Figure 12. (Created with BioRender.com). The vicious cycle of ocular inflammation in ocular GVHD.

Systemic inflammation from the donor-derived immune cells makes its way into the eye and drives an inflammatory response that damages the ocular surface and virtually any orbital adnexal tissue including the Meibomian glands, lacrimal glands, and ocular surface. The resultant downstream damage instigates a vicious cycle that drives bidirectional continuous damage to the ocular adnexa and ocular surface. On one hand, Meibomian gland damage disrupts the tear film leading to dry eye disease and its subsequent complications (i.e. keratopathy, infections, etc.). On the other hand, ocular surface disease, resulting from direct inflammatory damage as well as secondary damage (i.e. lacrimal gland atrophy, MGD, etc.), drives further immune cell infiltration into the ocular surface which, in turn, drives Meibomian gland plugging and subsequent atrophy.

It is important to note that this study was accompanied by several limitations. Firstly, despite many similarities between the different GVHD mouse models, it is well appreciated that different tissues can be more or less involved dependent on the donor/recipient strains, and therefore the generalizability of our findings to other models will need to be determined. Regardless, similar investigations in the different models may reveal novel observations that could ultimately further our understanding of this disease pathway. Although Meibomian gland atrophy is one of the indications of MGD severity, there are other determining factors involved that limits the categorization of severity in the present analysis. It should also be noted that the single-center non-controlled retrospective design of the patient investigation will need to be increased to provide additional corroboration and rigor. Because these findings stem from a single-center population, the conclusions in this manuscript may not be transmittable to other centers in which patient conditions vary. In addition, the retrospective design introduces a variety of biases that limit the collection and interpretation of the data. Accordingly, multi-center investigations are required before broad generalizations can be considered. In total, we posit that the comparison of findings and the identification of similar disease patterns between the mouse models employed and patient populations examined in this study, will help in providing impetus and insight for future investigations towards understanding the key role of inflammation in MGD.

- ASSIGNMENT: Transcribe the part of the passage on ocular GVHD starting with "Systemic inflammation from" and going on through "and subsequent atrophy.".

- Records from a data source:
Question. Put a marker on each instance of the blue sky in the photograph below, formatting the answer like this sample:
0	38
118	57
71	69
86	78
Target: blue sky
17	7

- EXERCISE RESPONSE:
Systemic inflammation from the donor-derived immune cells makes its way into the eye and drives an inflammatory response that damages the ocular surface and virtually any orbital adnexal tissue including the Meibomian glands, lacrimal glands, and ocular surface. The resultant downstream damage instigates a vicious cycle that drives bidirectional continuous damage to the ocular adnexa and ocular surface. On one hand, Meibomian gland damage disrupts the tear film leading to dry eye disease and its subsequent complications (i.e. keratopathy, infections, etc.). On the other hand, ocular surface disease, resulting from direct inflammatory damage as well as secondary damage (i.e. lacrimal gland atrophy, MGD, etc.), drives further immune cell infiltration into the ocular surface which, in turn, drives Meibomian gland plugging and subsequent atrophy.